[Instructions for the task] Arrange every line of the rows below as a Markdown table with two columns, n for the line number and Line for the text, and leave out any blank lines.

[Listed records]
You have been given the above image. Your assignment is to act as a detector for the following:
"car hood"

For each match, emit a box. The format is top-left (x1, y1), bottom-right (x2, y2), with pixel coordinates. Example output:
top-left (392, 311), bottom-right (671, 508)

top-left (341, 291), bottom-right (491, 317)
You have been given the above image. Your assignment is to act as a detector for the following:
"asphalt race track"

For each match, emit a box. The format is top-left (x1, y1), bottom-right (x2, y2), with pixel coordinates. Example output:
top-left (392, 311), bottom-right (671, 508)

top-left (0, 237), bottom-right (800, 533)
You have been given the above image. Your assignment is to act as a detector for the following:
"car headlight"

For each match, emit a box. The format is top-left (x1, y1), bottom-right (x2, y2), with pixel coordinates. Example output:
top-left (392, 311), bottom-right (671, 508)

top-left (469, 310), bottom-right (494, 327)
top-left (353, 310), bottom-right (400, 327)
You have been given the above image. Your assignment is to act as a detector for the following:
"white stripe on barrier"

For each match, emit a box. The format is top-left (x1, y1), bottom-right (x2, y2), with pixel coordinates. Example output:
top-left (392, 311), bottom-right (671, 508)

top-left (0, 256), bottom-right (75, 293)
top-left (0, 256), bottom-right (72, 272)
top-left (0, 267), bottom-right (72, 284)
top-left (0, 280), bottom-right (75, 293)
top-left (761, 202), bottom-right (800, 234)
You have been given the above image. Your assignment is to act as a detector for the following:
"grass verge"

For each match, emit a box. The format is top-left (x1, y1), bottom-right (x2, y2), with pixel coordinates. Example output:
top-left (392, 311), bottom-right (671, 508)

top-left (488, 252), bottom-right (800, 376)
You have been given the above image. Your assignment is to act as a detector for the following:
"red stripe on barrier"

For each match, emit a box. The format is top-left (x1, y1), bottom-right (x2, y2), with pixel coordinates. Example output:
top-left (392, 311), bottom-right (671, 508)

[Solution]
| n | Line |
|---|---|
| 1 | You have been given the above image. Your assignment is to act as a detector for the following: |
| 2 | "car hood" |
| 3 | For each match, emit a box. The format is top-left (x1, y1), bottom-right (x2, y2), with pixel coordinates. Example output: |
| 4 | top-left (392, 311), bottom-right (671, 508) |
| 5 | top-left (341, 291), bottom-right (491, 317) |
| 6 | You have been given the above image. Your assignment is to act as a detector for the following: |
| 7 | "asphalt race track" |
| 8 | For each match, emit a box. The format is top-left (x1, y1), bottom-right (x2, y2), with pixel coordinates. Example output: |
| 9 | top-left (392, 311), bottom-right (671, 508) |
| 10 | top-left (0, 237), bottom-right (800, 533) |
| 11 | You have been given the above image. Your assignment is to act as a detector for the following: |
| 12 | "car headlight" |
| 13 | For each match, emit a box. The format is top-left (x1, y1), bottom-right (x2, y2), with pixel coordinates. Example output: |
| 14 | top-left (392, 311), bottom-right (671, 508) |
| 15 | top-left (469, 310), bottom-right (494, 327) |
| 16 | top-left (353, 310), bottom-right (400, 327) |
| 17 | You have been given the above image. Your assignment is to act as a detector for the following: |
| 18 | "white stripe on barrier" |
| 19 | For each match, emit a box. The format is top-left (x1, y1), bottom-right (x2, y2), with pixel coordinates. Example output: |
| 20 | top-left (392, 311), bottom-right (671, 508) |
| 21 | top-left (0, 256), bottom-right (75, 293) |
| 22 | top-left (0, 256), bottom-right (72, 272) |
| 23 | top-left (0, 267), bottom-right (72, 284) |
| 24 | top-left (0, 280), bottom-right (75, 293) |
| 25 | top-left (761, 202), bottom-right (800, 234) |
| 26 | You have been given the above image. Your assignment is to act as a detector for the following: |
| 27 | "grass verge" |
| 28 | For each match, emit a box. The format is top-left (x1, y1), bottom-right (x2, y2), with pixel coordinates. Example output: |
| 29 | top-left (392, 311), bottom-right (671, 508) |
| 30 | top-left (488, 252), bottom-right (800, 376) |
| 31 | You have been given the above image. Your assignment is to act as a detector for the following: |
| 32 | "red stripe on barrier" |
| 33 | For each match, emit a box. The format is top-left (x1, y1), bottom-right (x2, y2), with pixel coordinates. Example output: |
| 34 | top-left (392, 311), bottom-right (671, 508) |